# Verizon cell phone evidence



## Thorburn (Nov 23, 2011)

I have not told my complete story as I said in one post it was worse that I imagined (yet I was warned by folks here).

My Verizon account shows that my WS was with the OM on 7 occasions. My WS says 4 and the 5th time is when I confronted her on the phone and that was D-day. I called Verizon and they confirmed that the phone logs are 100% accurate as to this location. My WS was within 1/2 mile of this tower. Our phone logs show her recieving calls on her cell phone on these 7 occasions and each time shows a 3 to 4 hour period where she was in this town. My WS only has gone to this town since the PA started.

Verizon will not give out cell tower information but you can find their cell tower locations on a non-Verizon web site. Typically a tower's range is about 5 miles and on a good day 10 miles. My WS will occasionally shop north of this location and there is another Verizon tower there. Each time she has shopped there that tower picked up her phone calls. After checking our phone logs, checking with Verizon and seeing that it shows she was in this town for hours on 7 days I am convinced that they were together having sex on these dates and times.

My wife does have some memory issues that started when I was in Iraq in 2009. Her doctor told her it came from stress. I am not making excuses but she does have memory issues. My IC told me that she may not remember being with the OM seven times.

★ ★ ★ ★

OBJECTIVE 1:
Quote the forum post about Verizon cell phone evidence in full, word for word.

DATASET EXTRACT:
★ ★ ★ ★

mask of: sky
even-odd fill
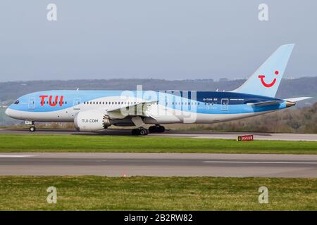
[[[285,76],[317,76],[316,11],[316,0],[3,0],[0,82],[246,78],[290,43]]]

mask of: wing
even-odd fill
[[[247,103],[247,105],[251,106],[265,106],[265,105],[278,105],[283,102],[284,101],[261,101],[259,103]]]

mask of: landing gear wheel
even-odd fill
[[[144,129],[144,128],[142,128],[139,130],[139,134],[140,135],[147,135],[148,132],[147,132],[147,129]]]
[[[163,126],[151,126],[149,127],[149,131],[150,133],[163,133],[165,131],[165,127]]]
[[[132,135],[139,135],[139,129],[132,129]]]
[[[149,127],[149,132],[156,133],[156,126],[151,126],[150,127]]]
[[[157,126],[156,130],[158,133],[164,133],[165,127],[163,126]]]
[[[31,127],[30,127],[30,129],[29,129],[30,132],[35,132],[36,131],[36,129],[37,129],[35,128],[35,126],[31,126]]]

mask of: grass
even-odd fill
[[[268,204],[259,203],[262,186]],[[0,176],[0,210],[317,210],[317,179]]]
[[[89,135],[0,134],[0,152],[138,152],[316,154],[316,141]]]

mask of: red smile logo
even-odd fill
[[[278,70],[276,70],[276,71],[275,72],[275,73],[276,75],[278,75]],[[259,78],[260,78],[261,82],[262,83],[262,84],[263,84],[265,87],[271,87],[272,86],[273,86],[273,85],[275,84],[275,82],[276,82],[276,78],[274,78],[274,79],[273,80],[273,82],[271,82],[270,84],[267,84],[267,83],[266,83],[266,82],[264,81],[264,78],[265,78],[265,77],[266,77],[265,75],[259,75]]]

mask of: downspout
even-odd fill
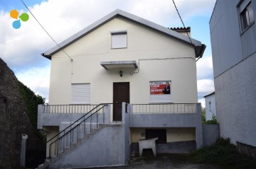
[[[201,47],[200,48],[199,53],[196,54],[196,57],[198,57],[198,59],[197,60],[196,60],[196,62],[198,62],[198,60],[199,60],[200,58],[203,57],[203,52],[204,52],[206,48],[206,45],[204,44],[202,44]],[[196,49],[195,49],[195,52],[197,53],[196,50]]]

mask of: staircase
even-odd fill
[[[100,104],[78,120],[72,123],[46,143],[48,158],[39,168],[48,168],[58,160],[65,157],[77,147],[105,127],[118,126],[105,123],[104,110],[107,104]],[[99,115],[100,114],[100,115]],[[103,116],[99,118],[99,116]],[[101,122],[100,122],[101,120]]]

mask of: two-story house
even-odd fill
[[[210,21],[220,134],[256,156],[256,1],[217,0]]]
[[[38,126],[48,166],[123,165],[156,136],[158,153],[201,147],[196,59],[206,45],[191,40],[117,9],[42,54],[51,60]]]

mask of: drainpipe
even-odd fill
[[[28,139],[27,134],[22,134],[21,148],[21,167],[25,168],[26,165],[26,140]]]

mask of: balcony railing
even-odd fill
[[[97,105],[43,105],[43,113],[87,113]],[[102,110],[99,113],[102,112]]]
[[[197,103],[132,104],[133,113],[196,113]]]

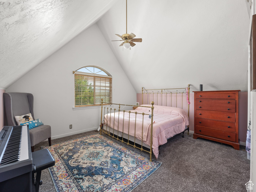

★ ★ ★ ★

OBJECTIVE 2:
Repeat the rows, starting at the line that contains "mask of: landing gear wheel" and ending at the last line of the rows. Keep the requests and multiply every coordinate in the answers by 1.55, rounding to whole numbers with halves going up, and leave the pictures out.

ANSWER 1:
# Verizon cell phone evidence



## Thorburn (Nov 23, 2011)

I have not told my complete story as I said in one post it was worse that I imagined (yet I was warned by folks here).

My Verizon account shows that my WS was with the OM on 7 occasions. My WS says 4 and the 5th time is when I confronted her on the phone and that was D-day. I called Verizon and they confirmed that the phone logs are 100% accurate as to this location. My WS was within 1/2 mile of this tower. Our phone logs show her recieving calls on her cell phone on these 7 occasions and each time shows a 3 to 4 hour period where she was in this town. My WS only has gone to this town since the PA started.

Verizon will not give out cell tower information but you can find their cell tower locations on a non-Verizon web site. Typically a tower's range is about 5 miles and on a good day 10 miles. My WS will occasionally shop north of this location and there is another Verizon tower there. Each time she has shopped there that tower picked up her phone calls. After checking our phone logs, checking with Verizon and seeing that it shows she was in this town for hours on 7 days I am convinced that they were together having sex on these dates and times.

My wife does have some memory issues that started when I was in Iraq in 2009. Her doctor told her it came from stress. I am not making excuses but she does have memory issues. My IC told me that she may not remember being with the OM seven times.

ANSWER 2:
mask of: landing gear wheel
even-odd fill
[[[223,200],[223,198],[220,198],[215,202],[215,208],[217,209],[228,209],[229,205],[228,205],[228,200]]]
[[[253,195],[234,195],[231,197],[231,203],[233,206],[253,206],[256,203],[256,197]]]
[[[205,209],[215,209],[215,200],[205,200]]]
[[[231,197],[231,205],[242,206],[242,195],[234,195],[233,197]]]
[[[243,195],[242,202],[245,206],[254,206],[256,197],[253,195]]]
[[[48,197],[47,197],[47,200],[45,200],[47,205],[54,205],[56,203],[56,200],[57,200],[54,198],[54,195],[48,195]]]

mask of: grass
even-odd fill
[[[415,316],[401,315],[406,288]],[[0,273],[0,326],[491,326],[491,277]]]
[[[138,209],[0,208],[0,236],[214,236],[490,239],[490,219]]]

mask of: red smile logo
even-odd fill
[[[431,109],[428,109],[428,110],[426,112],[426,113],[428,116],[431,116]],[[401,121],[403,121],[405,127],[406,129],[406,130],[408,130],[411,135],[420,135],[422,133],[423,133],[423,132],[426,130],[426,127],[428,127],[428,121],[425,121],[425,122],[423,124],[423,127],[420,127],[419,130],[414,130],[414,129],[412,129],[412,127],[409,126],[409,121],[411,121],[411,119],[412,119],[411,116],[401,116]]]

mask of: downspout
even-odd fill
[[[312,73],[310,74],[308,82],[304,84],[304,88],[307,88],[307,91],[305,93],[304,93],[304,96],[307,96],[307,93],[308,93],[310,90],[315,88],[315,81],[316,81],[319,74],[319,70],[316,68],[313,68]],[[304,76],[302,76],[302,81],[305,82],[304,78]]]

mask of: staircase
even-odd fill
[[[155,161],[121,186],[112,191],[71,222],[74,245],[60,260],[74,260],[90,248],[101,243],[119,228],[163,197],[183,195],[163,191],[161,171],[166,161]],[[153,178],[155,177],[155,178]],[[160,180],[153,183],[153,180]],[[157,189],[155,189],[157,186]]]

mask of: two-story house
even-odd fill
[[[326,33],[341,208],[397,242],[397,2],[336,0]]]
[[[59,195],[74,257],[191,256],[242,211],[245,237],[312,228],[304,91],[319,70],[296,62],[181,14],[65,84],[79,93]]]

mask of: drainpipe
even-odd fill
[[[43,215],[42,208],[34,208],[33,229],[33,259],[39,260],[40,256],[40,217]]]

mask of: balcony railing
even-odd fill
[[[150,163],[67,163],[67,175],[135,175]],[[158,171],[153,175],[158,174]]]
[[[305,160],[205,161],[206,175],[304,175]]]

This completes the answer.